#### Reading passage:
Eddy Says

Eddy Says: How Ibiza Rocks started part one – The eighth wonder of the world

By | Published on Monday 8 August 2011

Manumission

My phone lit up. It was my pal Jamie, who worked at Warner Music promotions. “Eddy”, he said, sounding quite excited, “I want to take you to Ibiza for one night, we’re going to Manumission!” It turned out Goldie Lookin Chain had been booked to play the Music Box (one of two ‘back rooms’ at Manumission). Jamie wanted to say thank you for all the support I’d given GLC. “I’m booking us each a room at Pikes, it’s a great little boutique hotel where they shot ‘Club Tropicana’ for Wham!”

I recalled, alongside the whiteness and the tightness of all the Speedos in that video, a charming hacienda style villa that served as location for one of the 1980s most sunkissed and mullet-tastic video moments, and accepted Jamie’s kind invitation.

Most of all though, I wanted to go to Manumission. I’d read about it, seen pictures, heard the stories of DJs being paid in drugs or girls, passing out mid set and having the likes of Jon Carter superglue dildos to their foreheads. This was a place of true legend, and I wanted to see it with my own eyes. Hopefully without feeling the taught, dry pull of rapidly drying adhesive on my own forehead.

At that time Manumission was located at Privilege, “the biggest club in the world”. More like an airport terminal in size, this enormous hanger easily played host to 10,000 people, but it was only Manumission who could regularly fill it.

When we arrived, I thought I’d walked through a time portal to the last days of the Roman Empire, to one of Caligula’s notorious parties. Beautiful, lithe dancers, male and female, with elaborate and freakish animal costumes, were peppered through the wide-eyed crowd. Gymnasts and acrobats arced gracefully, way above our heads, suspended from the rafters. They sliced through the air, above the outstretched arms of thousands upon thousands of Brits, Italians, French, Americans, Canadians, all agog at this astonishing spectacle. This was, without a doubt, the eighth wonder of the modern world.

The DJ booth in the main room was circular and suspended, as if by magic, above a swimming pool. It had a whiff of the Bond villain about it. The booth looked out onto a multi-level area, cleverly zoned so that, when it was busy, it put you in eye contact with around 8000 people in front of you. There were two ‘back rooms’, each the size of a normal nightclub, one or two thousand capacity each. The Coco Loco was a more intimate party room, decorated more like a bonkers bar, and the Music Box, as its name suggests, was an oblong gig space, which acted as a sort of thoroughfare between the Coco Loco and the main room.

Records of labeled points:
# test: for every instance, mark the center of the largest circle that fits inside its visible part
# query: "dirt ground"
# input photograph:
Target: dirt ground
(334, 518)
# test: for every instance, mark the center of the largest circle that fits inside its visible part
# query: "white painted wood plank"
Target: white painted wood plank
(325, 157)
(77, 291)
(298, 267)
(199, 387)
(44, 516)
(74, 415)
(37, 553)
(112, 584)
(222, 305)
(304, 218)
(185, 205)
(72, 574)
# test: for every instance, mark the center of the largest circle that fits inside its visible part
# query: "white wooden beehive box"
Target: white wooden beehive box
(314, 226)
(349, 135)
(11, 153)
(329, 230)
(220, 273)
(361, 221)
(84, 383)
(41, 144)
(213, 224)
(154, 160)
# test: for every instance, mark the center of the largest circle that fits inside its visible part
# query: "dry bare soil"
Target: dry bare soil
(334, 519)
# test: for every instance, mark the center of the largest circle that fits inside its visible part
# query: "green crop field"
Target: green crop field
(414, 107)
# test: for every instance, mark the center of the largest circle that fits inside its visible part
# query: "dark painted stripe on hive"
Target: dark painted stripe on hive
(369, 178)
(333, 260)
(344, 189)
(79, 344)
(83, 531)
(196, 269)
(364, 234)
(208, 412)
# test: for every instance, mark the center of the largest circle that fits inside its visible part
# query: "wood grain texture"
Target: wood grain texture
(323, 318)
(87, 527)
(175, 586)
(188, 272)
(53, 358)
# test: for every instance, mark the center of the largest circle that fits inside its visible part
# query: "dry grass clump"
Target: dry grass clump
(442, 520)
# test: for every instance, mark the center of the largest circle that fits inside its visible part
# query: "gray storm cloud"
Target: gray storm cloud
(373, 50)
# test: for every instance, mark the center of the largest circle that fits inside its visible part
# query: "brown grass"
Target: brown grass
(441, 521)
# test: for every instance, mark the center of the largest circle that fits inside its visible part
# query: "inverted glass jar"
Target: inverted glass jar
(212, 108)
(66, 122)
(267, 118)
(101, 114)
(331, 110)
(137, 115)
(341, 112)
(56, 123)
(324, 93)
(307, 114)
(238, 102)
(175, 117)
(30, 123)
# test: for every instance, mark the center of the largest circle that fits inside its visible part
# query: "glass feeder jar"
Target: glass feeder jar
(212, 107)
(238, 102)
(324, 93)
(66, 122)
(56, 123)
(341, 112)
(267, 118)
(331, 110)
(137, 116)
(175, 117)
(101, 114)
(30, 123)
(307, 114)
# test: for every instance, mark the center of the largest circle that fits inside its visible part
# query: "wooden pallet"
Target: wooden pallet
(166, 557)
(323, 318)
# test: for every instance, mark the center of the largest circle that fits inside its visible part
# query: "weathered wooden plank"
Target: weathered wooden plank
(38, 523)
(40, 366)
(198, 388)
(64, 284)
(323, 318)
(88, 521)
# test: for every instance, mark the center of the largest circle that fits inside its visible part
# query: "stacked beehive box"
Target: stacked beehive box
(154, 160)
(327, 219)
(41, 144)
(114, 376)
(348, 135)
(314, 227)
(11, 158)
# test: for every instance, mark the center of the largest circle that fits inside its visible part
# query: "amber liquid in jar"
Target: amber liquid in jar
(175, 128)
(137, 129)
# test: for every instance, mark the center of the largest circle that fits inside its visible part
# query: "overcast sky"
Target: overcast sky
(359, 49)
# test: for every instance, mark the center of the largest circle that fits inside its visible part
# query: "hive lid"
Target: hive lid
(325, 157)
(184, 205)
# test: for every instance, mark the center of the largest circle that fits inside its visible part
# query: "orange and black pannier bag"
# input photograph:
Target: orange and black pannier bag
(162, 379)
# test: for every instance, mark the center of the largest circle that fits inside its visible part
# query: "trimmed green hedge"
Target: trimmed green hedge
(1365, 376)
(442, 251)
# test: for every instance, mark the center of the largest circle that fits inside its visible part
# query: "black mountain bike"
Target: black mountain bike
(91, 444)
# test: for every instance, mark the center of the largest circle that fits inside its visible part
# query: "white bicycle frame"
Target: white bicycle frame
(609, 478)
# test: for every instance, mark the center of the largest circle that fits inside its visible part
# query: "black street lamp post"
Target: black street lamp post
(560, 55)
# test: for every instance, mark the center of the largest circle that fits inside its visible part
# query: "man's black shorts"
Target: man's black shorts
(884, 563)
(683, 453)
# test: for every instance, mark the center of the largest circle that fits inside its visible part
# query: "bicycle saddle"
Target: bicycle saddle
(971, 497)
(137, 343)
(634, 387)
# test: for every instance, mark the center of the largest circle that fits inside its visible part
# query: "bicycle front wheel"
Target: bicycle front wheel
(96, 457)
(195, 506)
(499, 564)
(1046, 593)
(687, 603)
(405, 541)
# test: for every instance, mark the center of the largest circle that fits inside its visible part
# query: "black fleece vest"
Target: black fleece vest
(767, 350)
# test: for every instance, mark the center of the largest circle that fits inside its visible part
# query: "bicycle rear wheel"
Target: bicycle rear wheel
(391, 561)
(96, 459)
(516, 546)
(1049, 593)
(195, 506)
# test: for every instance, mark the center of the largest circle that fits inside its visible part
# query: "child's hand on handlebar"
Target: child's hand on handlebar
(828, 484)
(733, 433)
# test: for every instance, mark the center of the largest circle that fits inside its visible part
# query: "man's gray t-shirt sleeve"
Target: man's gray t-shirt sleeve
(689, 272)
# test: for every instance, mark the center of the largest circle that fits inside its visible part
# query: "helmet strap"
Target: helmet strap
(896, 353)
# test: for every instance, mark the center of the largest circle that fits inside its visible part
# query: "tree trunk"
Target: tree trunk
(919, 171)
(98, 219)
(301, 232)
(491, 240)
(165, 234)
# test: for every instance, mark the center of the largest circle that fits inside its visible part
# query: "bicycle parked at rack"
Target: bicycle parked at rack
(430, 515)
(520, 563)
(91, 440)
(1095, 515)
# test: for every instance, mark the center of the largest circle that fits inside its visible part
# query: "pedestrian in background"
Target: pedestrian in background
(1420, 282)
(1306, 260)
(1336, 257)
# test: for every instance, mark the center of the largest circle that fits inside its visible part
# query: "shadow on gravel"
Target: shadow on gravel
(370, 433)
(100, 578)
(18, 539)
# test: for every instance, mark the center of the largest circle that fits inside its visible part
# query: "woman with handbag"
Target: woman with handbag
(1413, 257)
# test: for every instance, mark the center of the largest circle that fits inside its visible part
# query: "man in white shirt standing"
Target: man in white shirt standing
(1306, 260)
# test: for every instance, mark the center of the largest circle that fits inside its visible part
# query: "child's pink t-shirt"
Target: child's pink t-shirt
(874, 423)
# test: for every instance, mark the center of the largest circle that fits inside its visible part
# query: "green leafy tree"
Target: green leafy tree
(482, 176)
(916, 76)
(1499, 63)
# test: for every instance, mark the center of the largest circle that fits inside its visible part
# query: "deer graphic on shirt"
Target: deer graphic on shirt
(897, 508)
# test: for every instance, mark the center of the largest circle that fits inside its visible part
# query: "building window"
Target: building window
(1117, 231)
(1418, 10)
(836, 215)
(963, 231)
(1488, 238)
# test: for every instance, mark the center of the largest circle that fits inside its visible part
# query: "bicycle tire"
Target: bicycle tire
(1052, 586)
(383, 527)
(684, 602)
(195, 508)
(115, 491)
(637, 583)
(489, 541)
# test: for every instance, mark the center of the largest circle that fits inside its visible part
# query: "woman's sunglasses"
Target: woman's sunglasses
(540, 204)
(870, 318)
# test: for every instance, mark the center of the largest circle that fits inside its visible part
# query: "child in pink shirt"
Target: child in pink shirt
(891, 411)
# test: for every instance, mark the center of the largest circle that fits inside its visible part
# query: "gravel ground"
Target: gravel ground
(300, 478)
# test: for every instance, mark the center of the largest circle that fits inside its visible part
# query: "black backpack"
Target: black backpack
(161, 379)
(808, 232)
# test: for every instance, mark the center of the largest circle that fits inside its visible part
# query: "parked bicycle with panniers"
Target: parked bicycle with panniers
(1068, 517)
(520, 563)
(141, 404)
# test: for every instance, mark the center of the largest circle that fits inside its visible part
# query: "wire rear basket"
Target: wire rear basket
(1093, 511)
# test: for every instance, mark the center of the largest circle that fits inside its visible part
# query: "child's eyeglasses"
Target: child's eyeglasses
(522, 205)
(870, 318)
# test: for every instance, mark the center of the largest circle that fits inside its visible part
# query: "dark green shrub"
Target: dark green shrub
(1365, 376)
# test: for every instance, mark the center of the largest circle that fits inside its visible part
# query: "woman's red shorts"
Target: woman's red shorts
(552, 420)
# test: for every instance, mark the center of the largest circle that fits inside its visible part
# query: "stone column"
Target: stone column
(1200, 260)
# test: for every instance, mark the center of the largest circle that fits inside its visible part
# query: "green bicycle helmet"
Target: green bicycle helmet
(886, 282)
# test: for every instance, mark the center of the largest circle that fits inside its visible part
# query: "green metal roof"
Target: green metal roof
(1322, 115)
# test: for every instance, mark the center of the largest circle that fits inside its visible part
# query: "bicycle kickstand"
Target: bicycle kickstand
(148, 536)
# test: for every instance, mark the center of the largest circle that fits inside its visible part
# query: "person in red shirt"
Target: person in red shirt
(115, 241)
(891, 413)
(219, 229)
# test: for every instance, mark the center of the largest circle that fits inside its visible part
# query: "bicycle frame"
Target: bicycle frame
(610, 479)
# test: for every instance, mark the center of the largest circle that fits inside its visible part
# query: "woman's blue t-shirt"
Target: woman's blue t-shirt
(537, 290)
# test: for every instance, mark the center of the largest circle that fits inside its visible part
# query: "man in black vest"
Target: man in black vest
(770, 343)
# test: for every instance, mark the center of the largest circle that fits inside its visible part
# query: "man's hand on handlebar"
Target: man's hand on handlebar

#### Written exercise A:
Write out the part of the Manumission article above, everything from "At that time" down to "the modern world.", word for word.
#### Written exercise B:
Extend the Manumission article by continuing it from its final sentence.

#### Answer A:
At that time Manumission was located at Privilege, “the biggest club in the world”. More like an airport terminal in size, this enormous hanger easily played host to 10,000 people, but it was only Manumission who could regularly fill it.

When we arrived, I thought I’d walked through a time portal to the last days of the Roman Empire, to one of Caligula’s notorious parties. Beautiful, lithe dancers, male and female, with elaborate and freakish animal costumes, were peppered through the wide-eyed crowd. Gymnasts and acrobats arced gracefully, way above our heads, suspended from the rafters. They sliced through the air, above the outstretched arms of thousands upon thousands of Brits, Italians, French, Americans, Canadians, all agog at this astonishing spectacle. This was, without a doubt, the eighth wonder of the modern world.

#### Answer B:
This was where they had started booking the odd band to do a PA or even a live performance. The lovely Mike McKay and Claire Davies, the famous faces of Manumission, took care of the main room and the awesome spectacle. Mike’s little brother, Andy McKay, was in charge of this back room, and was adopting a much more progressive music policy, much like I’d been doing at Remix Night for years.

GLC, en mass, did their hilarious set to the delight of most Brits and the bewilderment of most others, then Ivan Smaaghe from Black Strobe took to the decks, obligatory cigarette between his lips, eyes black as a panda’s, looking like a heroin addict but with that innate sense of garlic coolness. He played for what seemed like an age, and the crowd just politely jiggled and bobbled about, none of us knowing what on earth the tunes were.

I moaned about it being “too cool”. Nobody had their hands in the air, people were just jostling around the floor, happy, but not euphoric. I audibly remarked that if I was up there, playing tunes that people know, that the crowd would be reacting very differently, and what a shame it was that the atmosphere in the room was so calm and reserved. It felt like a tinderbox, waiting for a spark. Ivan, for all his undeniably sexy, tres-cool Frenchness, was not igniting the room in the same way as the resident was smashing the main room with Jacques Lu Conte’s mix of The Killers’ ‘Mr Brightside’.

At around 5.50am, the crowd in the Music Box started to thin out. I thought this was odd, as this is prime time on Ibiza, people tend to arrive at 3 or 4am. The reason for the crowds decimation became apparent in the main room. It was time for the six o’clock performance of the twice nightly routine, where every dancer, gymnast and acrobat sashayed into a well choreographed spectacle of truly biblical proportions.

Mike and Claire put their hearts and souls into that night, they poured so much love and money into it, in the same spirit as The Secret Garden Party. Clearly they could have made much more money, by toning down the theatrics and having fewer people retained, but it was the theatre and the sheer numbers of beautiful people on, around and above the stage that made the experience so vivid.

When I got back to London, I raved about the experience on the Xfm show, and within days somebody I know forwarded me an interview that Andy McKay had given an Ibizan magazine or radio station. The interviewer was prying as to whom they were booking for the next season, was it Fatboy Slim? Andy said he’d “be more interested in getting Eddy Temple-Morris from Xfm, because that would send a signal that the island was changing and opening up to a whole new crowd”.

I sent the interview to my agent and within hours I’d been booked to play the closing party for that season, the very next week. My love affair with the island of Ibiza was just beginning.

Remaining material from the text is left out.